= Material for this exercise =

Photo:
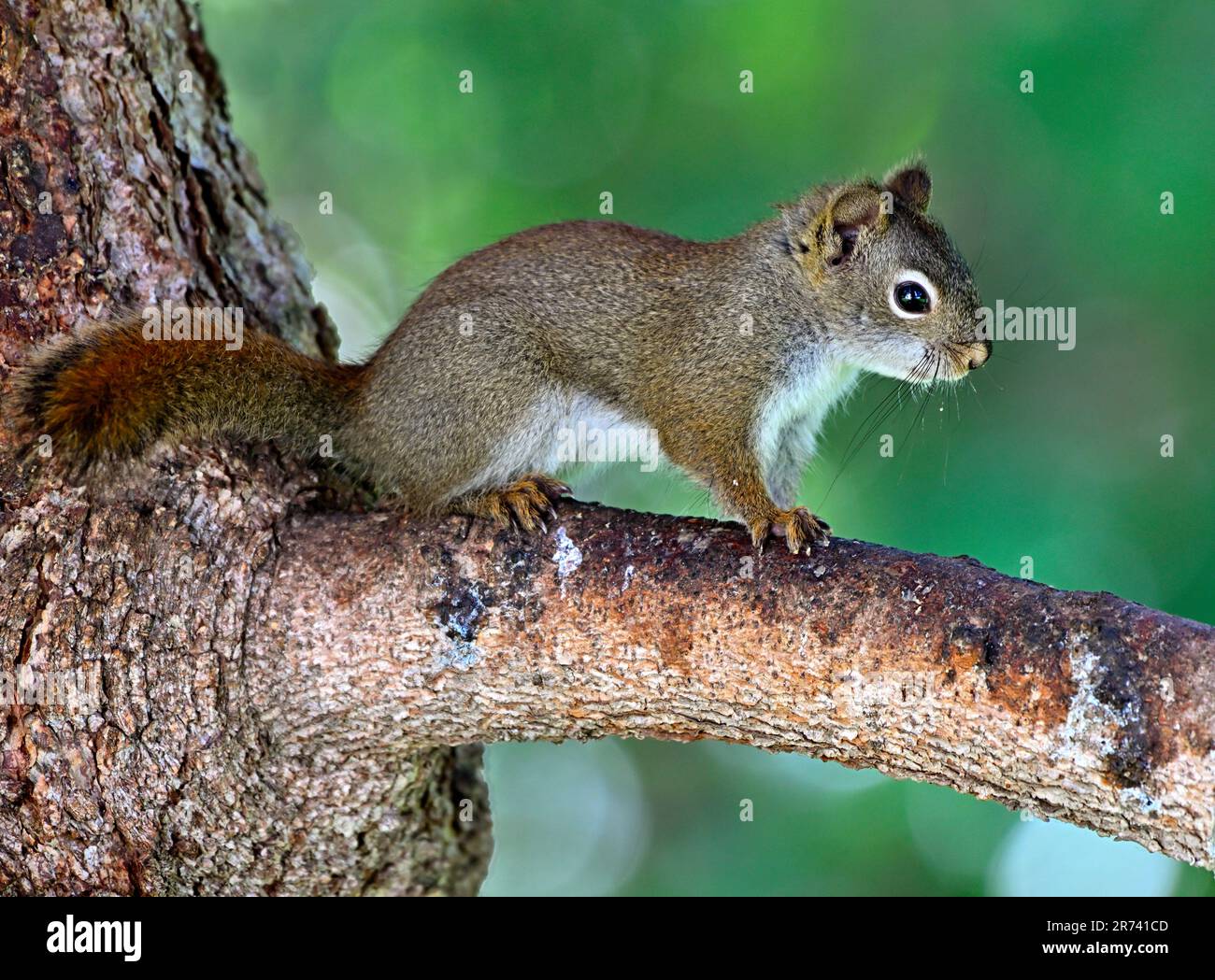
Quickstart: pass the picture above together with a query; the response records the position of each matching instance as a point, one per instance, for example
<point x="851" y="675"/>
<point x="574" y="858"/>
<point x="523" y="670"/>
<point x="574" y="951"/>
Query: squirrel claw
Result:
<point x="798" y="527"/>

* * *

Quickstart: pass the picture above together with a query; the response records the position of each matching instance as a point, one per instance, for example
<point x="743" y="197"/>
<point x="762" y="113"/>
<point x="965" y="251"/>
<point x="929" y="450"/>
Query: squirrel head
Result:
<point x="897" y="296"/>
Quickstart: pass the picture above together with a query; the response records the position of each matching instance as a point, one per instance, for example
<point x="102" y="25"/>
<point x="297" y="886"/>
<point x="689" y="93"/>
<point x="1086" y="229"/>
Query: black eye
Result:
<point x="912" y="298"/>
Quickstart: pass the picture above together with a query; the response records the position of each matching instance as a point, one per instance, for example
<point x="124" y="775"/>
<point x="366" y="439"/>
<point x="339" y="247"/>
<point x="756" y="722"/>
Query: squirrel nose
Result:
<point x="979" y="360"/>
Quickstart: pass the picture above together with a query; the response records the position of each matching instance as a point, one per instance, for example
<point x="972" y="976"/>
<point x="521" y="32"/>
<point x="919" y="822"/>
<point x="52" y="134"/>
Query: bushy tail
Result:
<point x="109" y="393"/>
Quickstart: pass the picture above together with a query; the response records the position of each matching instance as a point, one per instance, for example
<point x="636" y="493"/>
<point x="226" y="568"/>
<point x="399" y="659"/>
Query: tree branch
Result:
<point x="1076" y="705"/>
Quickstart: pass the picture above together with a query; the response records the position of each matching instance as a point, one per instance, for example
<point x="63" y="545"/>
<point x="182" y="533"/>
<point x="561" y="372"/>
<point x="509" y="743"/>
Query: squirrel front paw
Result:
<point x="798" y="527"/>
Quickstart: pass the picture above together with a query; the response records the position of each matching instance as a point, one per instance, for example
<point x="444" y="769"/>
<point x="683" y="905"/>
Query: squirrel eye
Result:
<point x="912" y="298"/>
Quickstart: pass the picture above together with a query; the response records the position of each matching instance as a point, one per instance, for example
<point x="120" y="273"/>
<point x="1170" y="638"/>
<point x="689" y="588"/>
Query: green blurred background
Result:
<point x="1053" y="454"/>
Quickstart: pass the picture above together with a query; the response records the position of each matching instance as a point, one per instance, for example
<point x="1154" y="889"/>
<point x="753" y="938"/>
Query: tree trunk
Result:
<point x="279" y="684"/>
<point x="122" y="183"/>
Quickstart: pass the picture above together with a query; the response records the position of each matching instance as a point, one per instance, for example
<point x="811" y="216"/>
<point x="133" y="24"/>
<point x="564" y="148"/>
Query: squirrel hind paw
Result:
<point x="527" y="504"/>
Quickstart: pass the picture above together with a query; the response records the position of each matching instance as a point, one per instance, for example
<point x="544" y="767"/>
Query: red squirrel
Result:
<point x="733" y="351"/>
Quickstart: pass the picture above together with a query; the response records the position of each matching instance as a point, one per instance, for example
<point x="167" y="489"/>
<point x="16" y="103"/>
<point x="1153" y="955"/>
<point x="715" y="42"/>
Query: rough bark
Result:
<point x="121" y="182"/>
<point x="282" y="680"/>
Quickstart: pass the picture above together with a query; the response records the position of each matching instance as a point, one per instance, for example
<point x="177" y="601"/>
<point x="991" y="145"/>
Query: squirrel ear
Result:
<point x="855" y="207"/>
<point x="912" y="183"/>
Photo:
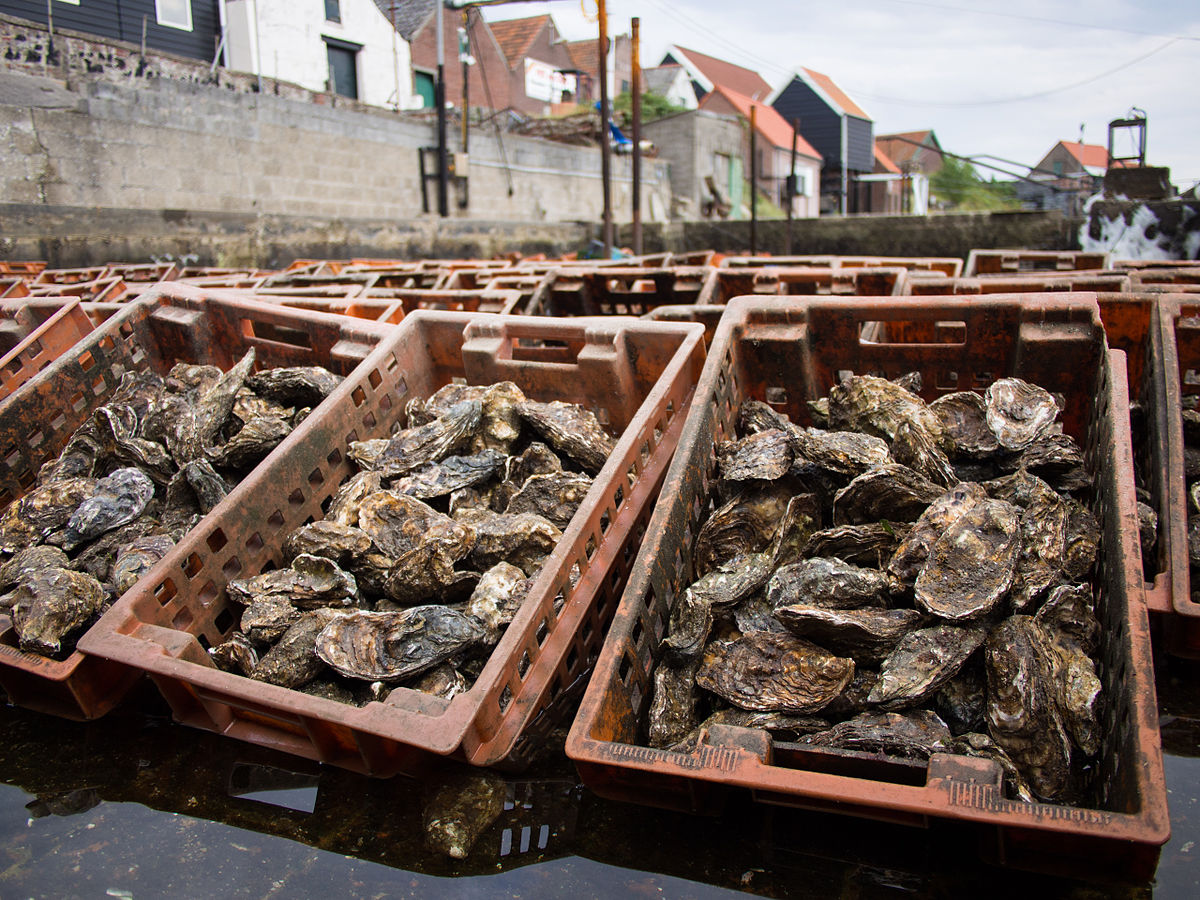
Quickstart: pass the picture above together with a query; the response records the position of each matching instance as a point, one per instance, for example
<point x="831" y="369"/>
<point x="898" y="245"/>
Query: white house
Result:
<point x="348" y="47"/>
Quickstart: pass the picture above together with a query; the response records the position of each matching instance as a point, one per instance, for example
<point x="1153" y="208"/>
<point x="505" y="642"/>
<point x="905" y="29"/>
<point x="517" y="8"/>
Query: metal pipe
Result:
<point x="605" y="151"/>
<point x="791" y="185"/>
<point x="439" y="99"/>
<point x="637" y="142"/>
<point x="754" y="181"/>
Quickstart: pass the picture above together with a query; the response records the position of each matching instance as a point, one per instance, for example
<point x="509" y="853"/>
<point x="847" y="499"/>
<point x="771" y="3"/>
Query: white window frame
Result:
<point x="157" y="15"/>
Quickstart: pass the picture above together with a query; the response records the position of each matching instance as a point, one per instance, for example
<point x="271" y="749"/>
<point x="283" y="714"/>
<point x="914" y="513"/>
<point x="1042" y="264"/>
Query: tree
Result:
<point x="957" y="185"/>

---

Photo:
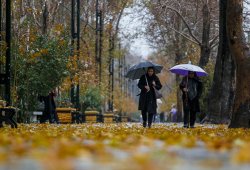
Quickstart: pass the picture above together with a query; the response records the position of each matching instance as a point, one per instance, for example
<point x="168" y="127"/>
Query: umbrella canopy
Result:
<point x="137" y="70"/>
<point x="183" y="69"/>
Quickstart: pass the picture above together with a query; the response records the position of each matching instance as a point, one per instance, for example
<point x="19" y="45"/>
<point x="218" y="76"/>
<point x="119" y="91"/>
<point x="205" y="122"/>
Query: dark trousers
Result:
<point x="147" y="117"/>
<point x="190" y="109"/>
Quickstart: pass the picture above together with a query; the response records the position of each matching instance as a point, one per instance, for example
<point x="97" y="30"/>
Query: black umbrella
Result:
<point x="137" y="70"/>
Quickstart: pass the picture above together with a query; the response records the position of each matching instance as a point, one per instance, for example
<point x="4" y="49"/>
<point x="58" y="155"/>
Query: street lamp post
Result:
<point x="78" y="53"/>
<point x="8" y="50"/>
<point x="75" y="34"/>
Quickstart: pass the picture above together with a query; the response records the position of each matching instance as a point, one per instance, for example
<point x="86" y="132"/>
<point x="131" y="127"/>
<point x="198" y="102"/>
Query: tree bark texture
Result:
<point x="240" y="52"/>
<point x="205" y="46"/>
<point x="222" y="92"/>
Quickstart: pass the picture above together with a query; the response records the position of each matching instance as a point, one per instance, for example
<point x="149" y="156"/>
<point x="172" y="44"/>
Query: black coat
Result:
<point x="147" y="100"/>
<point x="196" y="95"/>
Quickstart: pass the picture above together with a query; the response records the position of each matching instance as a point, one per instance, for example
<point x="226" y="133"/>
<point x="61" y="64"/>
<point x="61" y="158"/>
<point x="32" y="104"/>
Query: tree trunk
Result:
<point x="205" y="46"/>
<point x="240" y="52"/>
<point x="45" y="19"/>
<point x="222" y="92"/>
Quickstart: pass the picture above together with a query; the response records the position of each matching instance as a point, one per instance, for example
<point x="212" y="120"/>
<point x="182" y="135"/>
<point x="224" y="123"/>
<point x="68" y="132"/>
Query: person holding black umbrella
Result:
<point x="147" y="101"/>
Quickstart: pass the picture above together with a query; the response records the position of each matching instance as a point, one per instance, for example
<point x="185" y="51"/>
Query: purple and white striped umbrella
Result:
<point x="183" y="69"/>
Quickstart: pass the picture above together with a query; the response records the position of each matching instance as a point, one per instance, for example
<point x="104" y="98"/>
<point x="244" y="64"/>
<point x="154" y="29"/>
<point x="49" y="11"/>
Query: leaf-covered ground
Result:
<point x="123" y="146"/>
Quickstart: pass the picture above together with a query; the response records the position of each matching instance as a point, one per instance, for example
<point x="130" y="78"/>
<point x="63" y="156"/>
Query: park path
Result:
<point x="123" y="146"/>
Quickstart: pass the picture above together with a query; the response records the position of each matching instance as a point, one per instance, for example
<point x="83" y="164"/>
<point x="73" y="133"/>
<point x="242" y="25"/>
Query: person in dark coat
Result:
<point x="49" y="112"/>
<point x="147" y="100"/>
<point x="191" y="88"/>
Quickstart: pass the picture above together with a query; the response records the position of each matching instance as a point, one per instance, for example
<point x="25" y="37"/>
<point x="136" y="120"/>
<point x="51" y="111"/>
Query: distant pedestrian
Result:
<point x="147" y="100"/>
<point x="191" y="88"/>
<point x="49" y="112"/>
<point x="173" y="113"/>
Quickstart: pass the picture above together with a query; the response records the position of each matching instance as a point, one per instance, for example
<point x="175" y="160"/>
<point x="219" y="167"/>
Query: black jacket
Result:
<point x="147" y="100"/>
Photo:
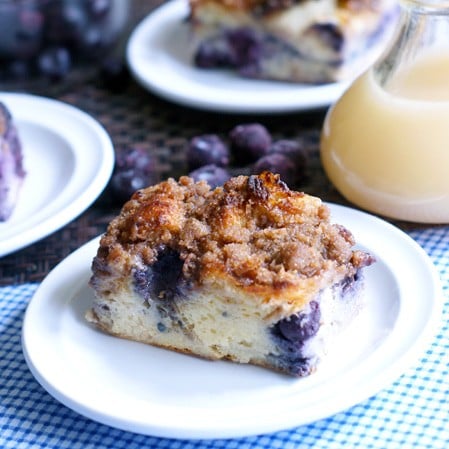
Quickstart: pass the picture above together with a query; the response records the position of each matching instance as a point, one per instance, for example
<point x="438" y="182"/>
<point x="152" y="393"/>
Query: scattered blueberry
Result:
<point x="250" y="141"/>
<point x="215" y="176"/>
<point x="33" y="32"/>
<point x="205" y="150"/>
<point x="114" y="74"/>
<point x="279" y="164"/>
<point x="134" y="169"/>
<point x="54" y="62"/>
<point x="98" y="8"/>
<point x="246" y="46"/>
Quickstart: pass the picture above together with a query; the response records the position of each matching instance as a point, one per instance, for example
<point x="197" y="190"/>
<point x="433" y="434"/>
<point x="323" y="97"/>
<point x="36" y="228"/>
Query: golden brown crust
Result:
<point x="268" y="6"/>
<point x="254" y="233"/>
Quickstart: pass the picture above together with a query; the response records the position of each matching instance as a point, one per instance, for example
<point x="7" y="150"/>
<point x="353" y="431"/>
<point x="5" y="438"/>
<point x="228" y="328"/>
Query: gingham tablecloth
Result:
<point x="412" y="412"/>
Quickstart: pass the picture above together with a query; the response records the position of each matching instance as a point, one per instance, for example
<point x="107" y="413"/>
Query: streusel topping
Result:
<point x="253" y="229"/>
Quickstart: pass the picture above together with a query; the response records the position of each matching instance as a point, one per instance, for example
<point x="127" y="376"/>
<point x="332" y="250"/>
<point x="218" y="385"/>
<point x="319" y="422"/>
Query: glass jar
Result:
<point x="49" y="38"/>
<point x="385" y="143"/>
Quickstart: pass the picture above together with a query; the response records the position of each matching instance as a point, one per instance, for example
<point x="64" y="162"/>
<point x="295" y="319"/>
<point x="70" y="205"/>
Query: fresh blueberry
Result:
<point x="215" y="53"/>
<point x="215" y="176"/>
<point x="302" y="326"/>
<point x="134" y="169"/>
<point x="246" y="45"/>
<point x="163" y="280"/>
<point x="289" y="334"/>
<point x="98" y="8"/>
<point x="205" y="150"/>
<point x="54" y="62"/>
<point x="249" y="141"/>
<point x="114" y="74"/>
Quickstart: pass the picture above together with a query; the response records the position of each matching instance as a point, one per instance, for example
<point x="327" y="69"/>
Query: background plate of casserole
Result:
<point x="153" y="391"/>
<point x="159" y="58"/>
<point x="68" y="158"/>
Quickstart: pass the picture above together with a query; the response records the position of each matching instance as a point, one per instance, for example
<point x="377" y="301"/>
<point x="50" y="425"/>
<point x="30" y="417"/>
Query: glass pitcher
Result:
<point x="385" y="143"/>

= What to do =
From the rows above, pick out every line that contains the word "dark" and copy each one unchanged.

= Response for this exercise =
Query: dark trousers
Query: person in dark coat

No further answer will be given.